> [Requirement]:
Copy the following lines word for word.

> [Working data]:
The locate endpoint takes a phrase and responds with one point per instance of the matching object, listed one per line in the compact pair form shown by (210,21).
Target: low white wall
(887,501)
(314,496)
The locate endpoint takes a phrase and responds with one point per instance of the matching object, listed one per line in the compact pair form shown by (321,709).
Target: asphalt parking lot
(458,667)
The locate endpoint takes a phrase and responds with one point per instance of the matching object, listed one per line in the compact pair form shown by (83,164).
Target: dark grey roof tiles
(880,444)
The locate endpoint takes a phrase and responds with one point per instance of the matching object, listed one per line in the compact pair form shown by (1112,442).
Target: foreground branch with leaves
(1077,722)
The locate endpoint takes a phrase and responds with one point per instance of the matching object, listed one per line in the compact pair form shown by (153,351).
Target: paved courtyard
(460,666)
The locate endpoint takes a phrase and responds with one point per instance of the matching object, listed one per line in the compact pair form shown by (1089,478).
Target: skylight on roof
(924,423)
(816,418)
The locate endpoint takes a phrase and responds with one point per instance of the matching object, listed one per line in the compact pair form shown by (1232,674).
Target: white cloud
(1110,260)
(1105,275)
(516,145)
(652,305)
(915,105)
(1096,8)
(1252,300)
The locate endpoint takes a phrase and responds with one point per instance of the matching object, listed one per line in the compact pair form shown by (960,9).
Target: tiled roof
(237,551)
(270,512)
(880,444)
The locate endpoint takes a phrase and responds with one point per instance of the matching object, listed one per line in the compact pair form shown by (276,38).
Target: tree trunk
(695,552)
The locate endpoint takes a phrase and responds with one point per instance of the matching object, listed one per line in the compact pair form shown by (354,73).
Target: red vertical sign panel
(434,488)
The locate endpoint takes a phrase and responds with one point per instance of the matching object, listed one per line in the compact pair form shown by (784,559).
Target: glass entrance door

> [Response]:
The locate endpoint takes a phrase and responds with one point per instance of the matching object, listed one per line in the compact pair form shown by (210,21).
Target: low white wall
(887,501)
(314,496)
The locate endpoint takes a phrase and responds with one point per instance of the matching object, listed one per line in the compact pair form shown by (321,709).
Target: asphalt parking lot
(458,667)
The locate endpoint takes a phrase and responds with one point per instance of the matching object, listed one per line in the compact pair form shown by (83,164).
Target: dark grey roof tiles
(880,444)
The locate endpoint takes a phrase and responds with one point per instance of the matching object, listed one per line in the compact pair form shown by (1112,442).
Target: foreground branch with leaves
(1077,722)
The locate endpoint takes a phrase and responds with one point per instance of the matching object, listed one per line in the compact pair form shown by (153,351).
Target: paved courtyard
(460,666)
The locate endpoint takes a phrase and responds with one point per instance of the matching object, listed one per line in the compact pair form shown by (1089,478).
Target: skylight on roof
(924,423)
(816,418)
The locate endpoint takes a phrase and responds with one point per instance of the matching object, listed one per line in the compact pair form shown by (1232,674).
Target: white cloud
(1110,260)
(1105,275)
(516,145)
(652,305)
(915,105)
(1096,8)
(1252,300)
The locate endpoint takes a phrase and responds with one point per instance of the matching object, listed one per line in the compact pair form shown by (960,9).
Target: tiled roof
(237,551)
(270,512)
(880,444)
The locate endpoint takes a phrase and responds with one point per instance of the matching object, listed one per line in the compact pair form shown by (276,38).
Target: tree trunk
(695,552)
The locate endpoint takes a phrase and responds with one point per instance of the matching object, listed one per line in the compact pair form shown by (354,73).
Target: red vertical sign panel
(434,488)
The locate endpoint takes a phrase and responds with one point per instance of the matching object, listed one per line in the compact pair form shown by (784,559).
Target: glass entrance door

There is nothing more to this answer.